■ **Work request**
For each entry, output its words exactly and leave any picture behind.

_ _ _

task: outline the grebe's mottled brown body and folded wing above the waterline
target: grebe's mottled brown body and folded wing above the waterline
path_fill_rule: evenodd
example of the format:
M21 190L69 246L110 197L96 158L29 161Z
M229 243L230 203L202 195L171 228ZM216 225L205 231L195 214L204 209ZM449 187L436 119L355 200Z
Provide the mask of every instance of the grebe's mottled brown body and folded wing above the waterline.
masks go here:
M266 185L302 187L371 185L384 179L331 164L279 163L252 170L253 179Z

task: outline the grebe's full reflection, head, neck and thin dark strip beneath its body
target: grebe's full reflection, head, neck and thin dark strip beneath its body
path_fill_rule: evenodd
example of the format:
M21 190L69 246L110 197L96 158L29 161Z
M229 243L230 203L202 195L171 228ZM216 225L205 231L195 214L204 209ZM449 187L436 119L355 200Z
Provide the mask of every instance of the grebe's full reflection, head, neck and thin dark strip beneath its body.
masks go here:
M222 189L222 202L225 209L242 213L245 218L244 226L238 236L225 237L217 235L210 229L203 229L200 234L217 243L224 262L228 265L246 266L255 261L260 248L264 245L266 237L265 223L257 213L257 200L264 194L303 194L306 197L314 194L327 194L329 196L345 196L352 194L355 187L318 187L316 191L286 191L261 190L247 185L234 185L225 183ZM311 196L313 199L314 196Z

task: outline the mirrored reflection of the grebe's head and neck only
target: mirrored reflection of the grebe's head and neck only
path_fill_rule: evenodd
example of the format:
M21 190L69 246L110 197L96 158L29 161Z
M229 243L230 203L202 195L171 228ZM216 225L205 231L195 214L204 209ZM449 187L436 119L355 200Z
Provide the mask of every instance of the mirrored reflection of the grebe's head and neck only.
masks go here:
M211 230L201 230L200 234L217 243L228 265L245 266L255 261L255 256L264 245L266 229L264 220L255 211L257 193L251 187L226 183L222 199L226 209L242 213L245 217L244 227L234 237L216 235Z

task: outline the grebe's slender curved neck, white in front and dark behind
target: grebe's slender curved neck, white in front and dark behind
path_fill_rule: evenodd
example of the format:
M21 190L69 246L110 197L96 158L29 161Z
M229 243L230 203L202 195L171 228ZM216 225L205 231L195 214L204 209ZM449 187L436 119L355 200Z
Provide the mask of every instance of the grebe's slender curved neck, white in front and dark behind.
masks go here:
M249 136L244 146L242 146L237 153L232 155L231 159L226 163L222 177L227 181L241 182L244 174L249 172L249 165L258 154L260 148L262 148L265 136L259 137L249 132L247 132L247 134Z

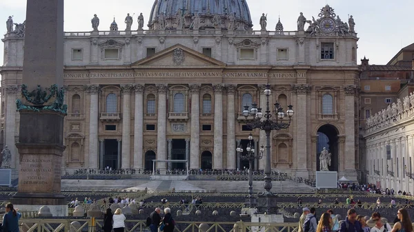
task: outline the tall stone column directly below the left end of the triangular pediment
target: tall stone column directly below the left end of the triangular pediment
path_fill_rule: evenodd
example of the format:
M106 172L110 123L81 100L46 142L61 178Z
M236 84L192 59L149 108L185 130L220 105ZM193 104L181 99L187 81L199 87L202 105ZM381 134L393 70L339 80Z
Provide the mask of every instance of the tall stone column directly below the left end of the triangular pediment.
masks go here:
M134 169L144 169L144 85L134 85L135 118L134 118Z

_ _ _

■ **Expected output**
task: outline the grebe's mottled brown body and folded wing above the waterline
target: grebe's mottled brown body and folded wing above the waterline
path_fill_rule: evenodd
example of the format:
M21 190L69 246L110 197L96 158L29 161Z
M229 243L230 203L202 195L171 228ZM216 225L205 231L195 214L204 209ZM449 187L436 119L355 200Z
Provide the mask of every instance of the grebe's mottled brown body and folded wing above the waterline.
masks go here:
M266 185L302 187L371 185L384 179L331 164L279 163L252 170L253 179Z

task: outline the grebe's full reflection, head, neck and thin dark strip beneath its body
target: grebe's full reflection, head, neck and thin dark strip beneath its body
path_fill_rule: evenodd
example of the format:
M21 190L69 246L110 197L96 158L29 161Z
M229 243L230 203L202 195L171 228ZM216 225L205 231L195 214L204 209ZM449 187L436 119L355 200Z
Provide the mask of every instance of the grebe's full reflection, head, neck and thin dark strip beneath its body.
masks go here:
M222 189L222 202L225 209L242 213L245 218L244 226L238 236L225 237L217 235L210 229L203 229L200 234L217 243L224 262L228 265L246 266L255 261L260 248L264 245L266 237L265 223L257 213L257 200L264 194L303 194L306 197L314 194L327 194L329 196L345 196L352 194L355 187L318 187L316 191L286 191L261 190L247 185L234 185L225 183ZM311 196L313 199L314 196Z

task: outline the mirrored reflection of the grebe's head and neck only
target: mirrored reflection of the grebe's head and neck only
path_fill_rule: evenodd
example of the format:
M21 190L69 246L110 197L96 158L29 161Z
M229 243L230 203L202 195L171 228ZM216 225L205 231L195 214L204 209ZM449 187L436 119L355 200Z
Provide the mask of every instance of the mirrored reflection of the grebe's head and neck only.
masks go here:
M211 230L201 230L200 234L217 243L228 265L245 266L255 261L255 256L264 245L266 229L264 220L255 211L257 193L251 187L226 183L222 199L226 209L242 213L245 217L244 227L234 237L216 235Z

task: outline the grebe's slender curved neck, white in front and dark behind
target: grebe's slender curved neck, white in front and dark behind
path_fill_rule: evenodd
example of the format:
M21 190L69 246L110 197L96 158L29 161Z
M229 243L230 203L202 195L171 228ZM216 225L205 231L195 214L204 209ZM449 187L436 119L355 200Z
Provide the mask of every instance of the grebe's slender curved neck, white in front and dark behind.
masks go here:
M249 136L244 146L242 146L237 153L232 155L231 159L226 163L222 177L227 181L241 182L244 174L249 172L249 165L258 154L260 148L262 148L265 136L259 137L249 132L247 132L247 134Z

task: outline the tall stone column directly below the left end of the triangular pediment
target: tall stone column directly below the left end of the triangular pediment
path_fill_rule: evenodd
example of the format:
M106 172L110 123L81 100L46 142L61 178Z
M236 84L192 59L149 108L185 130L220 105ZM193 104L181 99L187 81L199 87L202 105ZM381 134L393 70L339 80Z
Provide the mask of every instance of the tall stone column directly below the left end of the triangular pediment.
masks go here:
M134 169L144 169L144 85L134 85L135 118L134 118Z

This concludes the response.